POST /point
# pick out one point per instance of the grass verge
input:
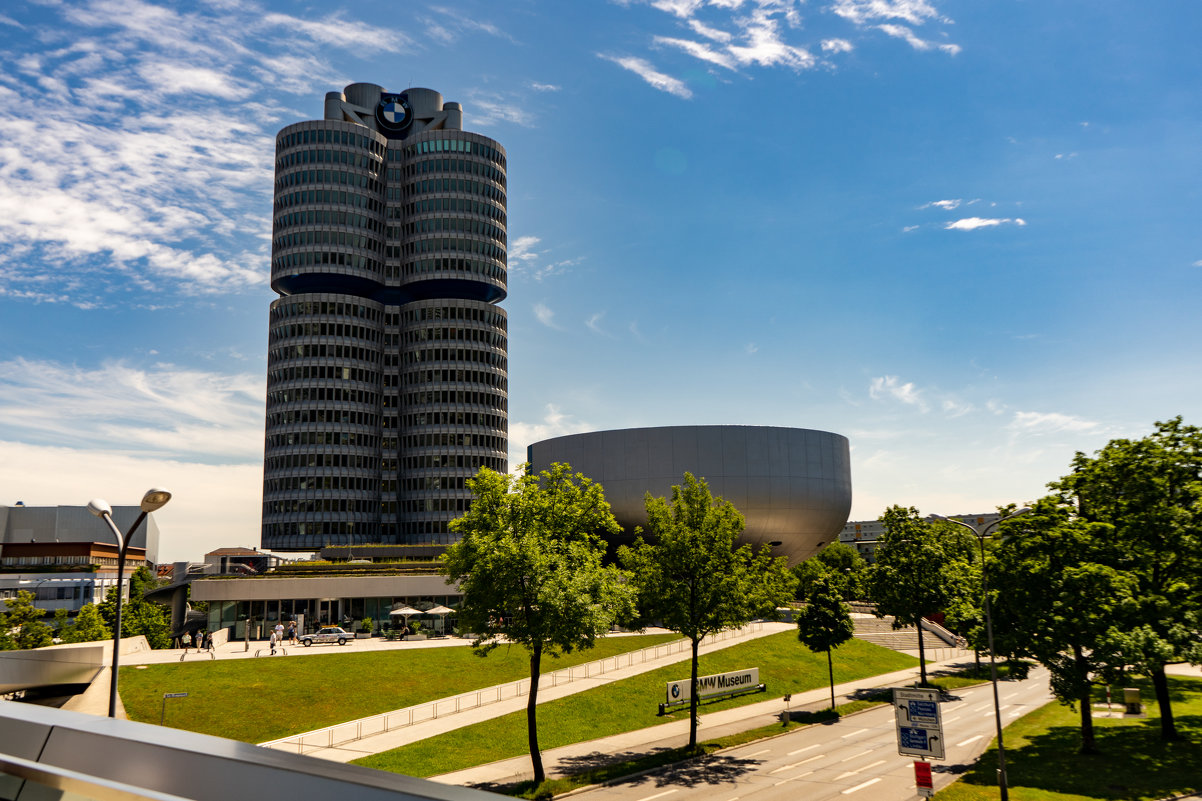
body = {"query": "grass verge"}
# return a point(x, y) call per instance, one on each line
point(1043, 761)
point(262, 699)
point(632, 702)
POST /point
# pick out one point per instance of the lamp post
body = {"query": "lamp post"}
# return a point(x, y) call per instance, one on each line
point(153, 500)
point(980, 533)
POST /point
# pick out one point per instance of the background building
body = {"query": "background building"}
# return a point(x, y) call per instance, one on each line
point(65, 556)
point(387, 374)
point(792, 485)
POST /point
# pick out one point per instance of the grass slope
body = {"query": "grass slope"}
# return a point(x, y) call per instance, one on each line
point(1043, 764)
point(785, 666)
point(262, 699)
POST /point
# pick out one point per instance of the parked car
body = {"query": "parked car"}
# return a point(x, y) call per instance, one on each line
point(327, 635)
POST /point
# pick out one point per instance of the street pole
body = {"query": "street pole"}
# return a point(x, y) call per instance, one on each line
point(988, 627)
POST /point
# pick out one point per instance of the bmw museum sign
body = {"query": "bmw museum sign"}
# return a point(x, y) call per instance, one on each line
point(739, 681)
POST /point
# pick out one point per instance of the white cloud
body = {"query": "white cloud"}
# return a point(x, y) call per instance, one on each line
point(891, 386)
point(974, 223)
point(644, 70)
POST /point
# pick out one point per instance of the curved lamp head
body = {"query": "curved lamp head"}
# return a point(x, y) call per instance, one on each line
point(155, 499)
point(99, 506)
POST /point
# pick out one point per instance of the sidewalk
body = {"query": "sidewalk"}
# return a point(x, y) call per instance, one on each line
point(559, 761)
point(384, 741)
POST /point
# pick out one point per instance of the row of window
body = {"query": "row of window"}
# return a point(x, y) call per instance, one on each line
point(329, 136)
point(345, 158)
point(427, 166)
point(450, 224)
point(430, 185)
point(344, 238)
point(456, 396)
point(310, 257)
point(337, 393)
point(448, 146)
point(322, 372)
point(423, 266)
point(331, 196)
point(296, 461)
point(453, 355)
point(292, 416)
point(438, 205)
point(323, 330)
point(323, 438)
point(340, 177)
point(338, 308)
point(327, 217)
point(471, 377)
point(322, 350)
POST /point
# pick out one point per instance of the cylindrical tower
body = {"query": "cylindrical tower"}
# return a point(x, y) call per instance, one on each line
══════════
• **WHAT IS BEING ASKED**
The answer must consist of every line from the entries above that contains the string "building".

• **ANSWER BOX**
# pick out one point per instance of the background building
body = {"query": "background building"}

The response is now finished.